> **What you are asked to do**: Lines before the one with "Expected: a single pin indicated on each instance of the exposed" are left out; return that line and all that follow it, exactly, through the end of the data.
*** Data supplied
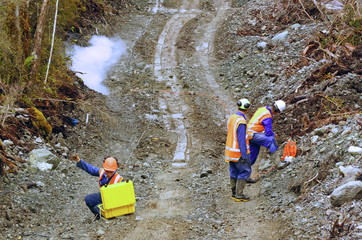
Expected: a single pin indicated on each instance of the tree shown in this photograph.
(38, 40)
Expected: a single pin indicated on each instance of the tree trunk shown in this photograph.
(26, 30)
(38, 39)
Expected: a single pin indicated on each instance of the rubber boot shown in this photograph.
(275, 158)
(240, 196)
(251, 180)
(233, 187)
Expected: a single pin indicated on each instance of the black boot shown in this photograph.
(233, 187)
(240, 196)
(251, 180)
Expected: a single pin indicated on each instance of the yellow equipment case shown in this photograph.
(117, 199)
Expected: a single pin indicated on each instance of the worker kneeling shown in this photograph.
(107, 175)
(237, 151)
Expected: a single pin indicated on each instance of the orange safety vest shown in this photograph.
(254, 125)
(115, 179)
(232, 150)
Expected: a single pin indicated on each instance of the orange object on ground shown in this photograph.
(290, 149)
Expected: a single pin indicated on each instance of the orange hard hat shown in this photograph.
(110, 164)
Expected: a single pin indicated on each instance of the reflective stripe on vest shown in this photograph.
(115, 179)
(232, 150)
(254, 125)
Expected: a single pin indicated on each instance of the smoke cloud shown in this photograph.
(94, 61)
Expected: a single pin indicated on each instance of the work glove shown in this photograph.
(243, 160)
(75, 157)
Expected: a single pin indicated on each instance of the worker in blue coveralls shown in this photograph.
(237, 151)
(260, 133)
(107, 175)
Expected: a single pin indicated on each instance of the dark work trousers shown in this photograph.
(93, 200)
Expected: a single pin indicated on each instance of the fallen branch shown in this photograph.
(311, 179)
(300, 1)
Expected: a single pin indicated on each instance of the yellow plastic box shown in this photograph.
(117, 199)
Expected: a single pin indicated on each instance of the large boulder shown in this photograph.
(347, 192)
(43, 159)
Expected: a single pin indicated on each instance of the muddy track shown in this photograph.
(170, 213)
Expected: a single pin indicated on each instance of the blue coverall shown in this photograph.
(266, 139)
(94, 199)
(242, 168)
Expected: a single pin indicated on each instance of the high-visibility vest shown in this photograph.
(254, 125)
(115, 179)
(232, 150)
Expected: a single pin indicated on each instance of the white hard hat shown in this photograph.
(280, 105)
(243, 104)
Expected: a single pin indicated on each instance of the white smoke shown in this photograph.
(94, 61)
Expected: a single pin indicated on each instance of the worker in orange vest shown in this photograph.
(260, 133)
(107, 175)
(237, 151)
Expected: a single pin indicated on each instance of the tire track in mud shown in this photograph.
(252, 223)
(166, 215)
(205, 51)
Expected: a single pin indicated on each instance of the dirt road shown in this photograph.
(175, 210)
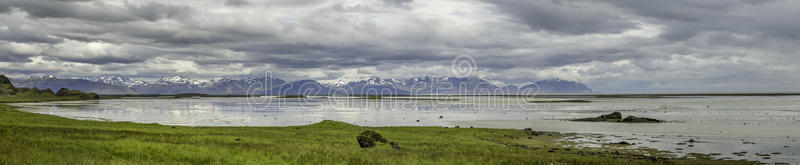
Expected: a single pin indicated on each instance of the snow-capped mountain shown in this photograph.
(117, 80)
(425, 85)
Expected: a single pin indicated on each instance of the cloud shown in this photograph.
(614, 46)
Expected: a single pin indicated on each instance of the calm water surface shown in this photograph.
(723, 124)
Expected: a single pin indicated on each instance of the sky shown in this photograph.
(610, 45)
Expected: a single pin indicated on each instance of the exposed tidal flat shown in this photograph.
(714, 127)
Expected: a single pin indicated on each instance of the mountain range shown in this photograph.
(276, 86)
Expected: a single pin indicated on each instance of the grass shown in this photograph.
(29, 138)
(291, 96)
(35, 98)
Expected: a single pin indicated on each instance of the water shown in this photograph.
(721, 124)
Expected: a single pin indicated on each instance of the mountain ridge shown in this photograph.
(423, 85)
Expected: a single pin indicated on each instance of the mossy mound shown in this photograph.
(617, 118)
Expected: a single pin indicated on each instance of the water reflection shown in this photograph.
(770, 122)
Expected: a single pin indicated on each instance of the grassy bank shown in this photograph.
(29, 138)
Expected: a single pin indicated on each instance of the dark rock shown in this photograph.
(633, 119)
(394, 145)
(365, 142)
(617, 117)
(614, 115)
(367, 139)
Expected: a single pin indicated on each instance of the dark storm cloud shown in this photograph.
(306, 55)
(687, 18)
(237, 3)
(20, 34)
(560, 16)
(607, 44)
(94, 11)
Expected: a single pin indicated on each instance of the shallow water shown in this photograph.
(722, 123)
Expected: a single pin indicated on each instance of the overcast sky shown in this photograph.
(613, 45)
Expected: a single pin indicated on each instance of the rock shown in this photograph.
******
> **Output for this exercise**:
Expected: a single pin indicated on each instance of the exposed tidal flat shown in this photograph.
(714, 127)
Expected: a single pin indicated on each instance of the mountain range shown in this photograph.
(276, 86)
Expected: a single pin indicated on each instance of the grass shown in this photograph.
(29, 138)
(291, 96)
(35, 98)
Expected: a single pin indicated on each instance of the water shown in this photograph.
(721, 124)
Expected: a single pin indicated on each instance of the mountain ridge shown in this photograph.
(423, 85)
Expected: a single pin indicated on each instance of the mossy mound shown in this photograph.
(617, 118)
Expected: a single pin indicated on each instance of the water reflection shown in this photograph.
(770, 122)
Expected: a single pin indicated on each instance of the grassy bank shown in this photograph.
(29, 138)
Expected: a single pin indicated on each instance of the dark rock shown in this photograph.
(633, 119)
(394, 145)
(365, 142)
(617, 117)
(614, 115)
(367, 139)
Expected: a single pin indicated on each instance of the dark storm cloud shown in this photograph.
(306, 55)
(687, 18)
(237, 3)
(20, 34)
(560, 16)
(607, 44)
(94, 11)
Expected: a single pin indicated on each instance of the shallow water shown in this photograph.
(722, 123)
Expected: a single pin indicated on each instance of the overcast sky shown in this photograph.
(613, 45)
Expected: a single pin indicated on each instance of the rock shown in this photograph.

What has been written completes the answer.